-- Activity --
Repeat every entry word for word; omit all pictures.

.....

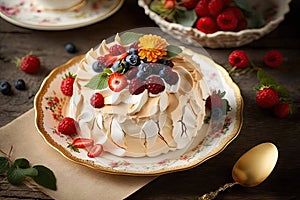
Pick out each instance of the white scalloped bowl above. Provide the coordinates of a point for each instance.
(219, 39)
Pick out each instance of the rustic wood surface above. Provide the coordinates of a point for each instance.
(258, 126)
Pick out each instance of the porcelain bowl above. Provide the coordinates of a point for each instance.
(219, 39)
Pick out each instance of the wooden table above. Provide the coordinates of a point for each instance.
(258, 126)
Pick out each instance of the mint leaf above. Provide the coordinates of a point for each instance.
(16, 175)
(186, 17)
(173, 50)
(98, 81)
(22, 163)
(130, 37)
(45, 177)
(4, 165)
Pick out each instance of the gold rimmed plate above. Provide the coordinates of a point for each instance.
(49, 105)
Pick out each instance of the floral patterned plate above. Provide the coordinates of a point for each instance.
(26, 13)
(220, 127)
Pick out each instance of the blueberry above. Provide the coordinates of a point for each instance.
(70, 47)
(133, 59)
(5, 88)
(97, 67)
(20, 84)
(145, 70)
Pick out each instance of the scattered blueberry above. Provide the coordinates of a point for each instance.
(5, 88)
(20, 84)
(70, 47)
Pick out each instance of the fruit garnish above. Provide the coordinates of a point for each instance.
(117, 81)
(66, 85)
(97, 100)
(67, 126)
(28, 64)
(95, 151)
(70, 48)
(5, 88)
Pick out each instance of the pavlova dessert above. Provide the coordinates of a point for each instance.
(137, 96)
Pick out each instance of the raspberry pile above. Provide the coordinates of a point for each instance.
(217, 15)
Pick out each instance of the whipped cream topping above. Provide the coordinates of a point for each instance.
(144, 124)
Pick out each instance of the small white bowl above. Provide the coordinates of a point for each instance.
(219, 39)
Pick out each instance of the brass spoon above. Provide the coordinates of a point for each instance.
(251, 169)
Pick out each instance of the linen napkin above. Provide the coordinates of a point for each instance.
(74, 181)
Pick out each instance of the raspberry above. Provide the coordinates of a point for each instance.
(273, 59)
(227, 21)
(206, 25)
(190, 4)
(97, 100)
(201, 8)
(267, 98)
(281, 110)
(238, 58)
(136, 86)
(215, 7)
(67, 126)
(155, 84)
(116, 50)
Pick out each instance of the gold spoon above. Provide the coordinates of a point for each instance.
(251, 169)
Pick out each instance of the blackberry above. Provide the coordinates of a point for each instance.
(70, 48)
(5, 88)
(97, 66)
(20, 84)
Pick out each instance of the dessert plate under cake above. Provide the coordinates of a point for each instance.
(219, 131)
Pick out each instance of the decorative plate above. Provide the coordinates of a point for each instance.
(220, 131)
(26, 14)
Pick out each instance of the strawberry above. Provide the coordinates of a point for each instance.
(67, 126)
(267, 98)
(117, 82)
(29, 63)
(97, 100)
(282, 109)
(82, 143)
(95, 151)
(66, 85)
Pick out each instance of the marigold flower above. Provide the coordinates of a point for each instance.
(152, 47)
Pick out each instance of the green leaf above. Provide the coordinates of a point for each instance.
(22, 163)
(173, 51)
(130, 37)
(4, 165)
(98, 81)
(16, 175)
(186, 18)
(45, 177)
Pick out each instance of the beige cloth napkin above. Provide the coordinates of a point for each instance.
(74, 181)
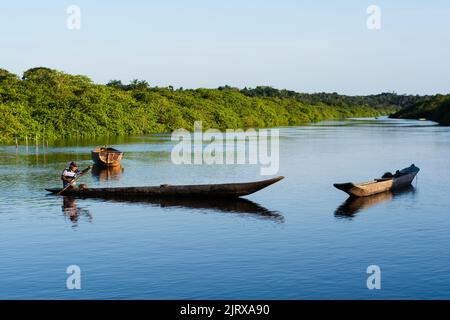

.....

-- Problem solution --
Pick out each instance of the white scalloped bowl above. Provide the coordinates of a point for each instance.
(219, 39)
Pick out each instance of the rustic wood surface above. Provide the coordinates of a point for each instance.
(258, 126)
Pick out each instance of the porcelain bowl above. Provide the coordinates of a point for each instance.
(219, 39)
Pick out each instance of the wooden table above. Provide the coordinates of a point for each instance.
(258, 126)
Pick out each instance of the mint leaf above. Provide the coordinates of a point for each instance.
(16, 175)
(186, 17)
(173, 50)
(98, 81)
(22, 163)
(130, 37)
(45, 177)
(4, 165)
Pick out each instance of the gold rimmed plate above. Provide the coordinates of a point for each instance.
(49, 105)
Pick out each instance of the floral patterned plate above. Provide the coordinates of a point for each instance.
(26, 13)
(220, 127)
Pick out each instance of the blueberry above. Provide the coordinates of a point for each instance.
(70, 47)
(133, 59)
(5, 88)
(97, 67)
(20, 84)
(145, 70)
Pick out each instance of the scattered blueberry above. Provide the coordinates of a point for each instance.
(5, 88)
(20, 84)
(70, 47)
Pick out each instance of the fruit garnish above. Provide the coordinates of a point for each instance.
(117, 81)
(66, 85)
(97, 100)
(67, 126)
(28, 64)
(95, 151)
(70, 48)
(5, 88)
Pick out each instance of the pavlova dessert above. Provide the coordinates of a point for each instance.
(137, 96)
Pick out each instance of the raspberry pile above. Provide the coordinates of a point for each instance.
(217, 15)
Pick out each instance of the whipped cream topping above. Provide the coordinates of a point for each instance.
(144, 124)
Pick out each instance of the small white bowl above. Provide the coordinates of a point for each instance.
(219, 39)
Pick out each instance of the brass spoon above. Provide the coordinates of a point for each instance.
(251, 169)
Pick out each instance of the linen napkin above. Provide the coordinates of a point for each instance.
(74, 181)
Pick out each instance of the raspberry above. Provide the coordinates of a point for each instance.
(273, 59)
(227, 21)
(206, 25)
(190, 4)
(97, 100)
(201, 8)
(267, 98)
(281, 110)
(238, 58)
(136, 86)
(215, 7)
(67, 126)
(155, 84)
(116, 50)
Pick out each instance of the gold spoon above. Provide the coordinates of a point for each instance.
(251, 169)
Pick out each instance of the blackberry above. Provide the coordinates of a point for each instance.
(70, 48)
(5, 88)
(97, 66)
(20, 84)
Pick out each instance of the dessert plate under cake above. Provide the coordinates of a point for each instance.
(219, 131)
Pick out each instance of the decorative plate above. Provide the coordinates of a point for each instance.
(220, 131)
(26, 14)
Pick out each instance of the strawberry above. Provide the coordinates of a point for each instance.
(67, 126)
(267, 98)
(117, 82)
(29, 63)
(97, 100)
(282, 109)
(82, 143)
(95, 151)
(66, 85)
Pick out each instance of the marigold flower above. Provide the coordinates of a point for each instance.
(152, 47)
Pick out each instance of the green leaf above. Provide the coordinates of a point for each instance.
(22, 163)
(173, 51)
(130, 37)
(4, 165)
(98, 81)
(16, 175)
(186, 18)
(45, 177)
Pick out each instance of the beige cloth napkin above. Provide the coordinates of a point for each instance.
(74, 181)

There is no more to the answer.